Set exercise
Reproduce the line that holds "For each instance of the gold" together with all the lines after it up to the end of the entries.

━━ Task input

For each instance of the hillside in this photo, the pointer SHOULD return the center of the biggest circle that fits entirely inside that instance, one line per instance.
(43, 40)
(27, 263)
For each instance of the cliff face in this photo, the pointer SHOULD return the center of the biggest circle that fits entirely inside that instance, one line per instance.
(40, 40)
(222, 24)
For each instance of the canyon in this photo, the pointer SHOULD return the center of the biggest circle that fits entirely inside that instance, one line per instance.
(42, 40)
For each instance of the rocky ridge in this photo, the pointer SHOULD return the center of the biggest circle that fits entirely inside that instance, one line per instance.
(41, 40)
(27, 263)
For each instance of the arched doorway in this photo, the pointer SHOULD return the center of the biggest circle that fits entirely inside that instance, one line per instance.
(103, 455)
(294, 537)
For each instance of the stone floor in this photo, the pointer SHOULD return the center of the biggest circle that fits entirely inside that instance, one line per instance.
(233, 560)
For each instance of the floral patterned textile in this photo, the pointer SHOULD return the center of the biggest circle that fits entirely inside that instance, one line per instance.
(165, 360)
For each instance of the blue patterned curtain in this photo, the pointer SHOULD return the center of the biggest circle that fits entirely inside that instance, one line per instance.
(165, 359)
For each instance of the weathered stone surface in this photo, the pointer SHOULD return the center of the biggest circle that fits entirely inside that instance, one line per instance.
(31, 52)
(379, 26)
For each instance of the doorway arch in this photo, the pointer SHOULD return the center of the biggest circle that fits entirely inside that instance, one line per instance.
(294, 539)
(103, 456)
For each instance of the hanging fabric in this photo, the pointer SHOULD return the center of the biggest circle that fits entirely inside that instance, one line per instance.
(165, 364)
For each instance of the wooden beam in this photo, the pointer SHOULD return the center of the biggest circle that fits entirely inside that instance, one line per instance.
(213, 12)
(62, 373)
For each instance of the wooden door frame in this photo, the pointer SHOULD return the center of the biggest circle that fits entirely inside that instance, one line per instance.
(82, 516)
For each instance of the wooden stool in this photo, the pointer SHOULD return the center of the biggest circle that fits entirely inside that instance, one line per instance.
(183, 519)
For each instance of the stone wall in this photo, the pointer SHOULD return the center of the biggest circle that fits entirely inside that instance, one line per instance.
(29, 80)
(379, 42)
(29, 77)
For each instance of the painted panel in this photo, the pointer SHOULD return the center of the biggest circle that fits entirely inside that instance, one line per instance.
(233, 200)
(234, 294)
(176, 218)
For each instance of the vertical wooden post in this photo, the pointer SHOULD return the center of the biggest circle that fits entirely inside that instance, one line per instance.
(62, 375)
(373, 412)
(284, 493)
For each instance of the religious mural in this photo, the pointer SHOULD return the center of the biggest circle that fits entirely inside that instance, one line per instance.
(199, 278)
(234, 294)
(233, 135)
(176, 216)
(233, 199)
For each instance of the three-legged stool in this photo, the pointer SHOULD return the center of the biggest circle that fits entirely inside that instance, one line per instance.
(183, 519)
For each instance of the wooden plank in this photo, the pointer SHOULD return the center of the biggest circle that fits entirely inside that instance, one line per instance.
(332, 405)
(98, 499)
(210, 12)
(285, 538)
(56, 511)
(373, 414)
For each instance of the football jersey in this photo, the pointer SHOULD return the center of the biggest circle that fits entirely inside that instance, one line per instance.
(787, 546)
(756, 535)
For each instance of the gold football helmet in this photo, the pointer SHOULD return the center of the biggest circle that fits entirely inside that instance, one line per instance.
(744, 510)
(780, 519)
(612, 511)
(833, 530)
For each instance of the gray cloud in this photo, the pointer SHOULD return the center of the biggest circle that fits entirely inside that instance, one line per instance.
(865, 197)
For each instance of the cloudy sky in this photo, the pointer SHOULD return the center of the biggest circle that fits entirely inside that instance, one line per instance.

━━━━

Solution below
For each instance of the gold football helmet in this photo, the pointer SHOULD return the center of the biggest circle that fits entirely inside that instance, one line per instance.
(744, 510)
(780, 519)
(612, 511)
(833, 530)
For each instance of the gray cloud in this photo, the pointer SHOULD return the center of the biggest circle that fits entirely inside that instance, one line per instance.
(865, 197)
For each instance of the cloudy sky in this photo, the pointer SHOULD return the center of the biggest circle that fits entirely inside that instance, one line per instance.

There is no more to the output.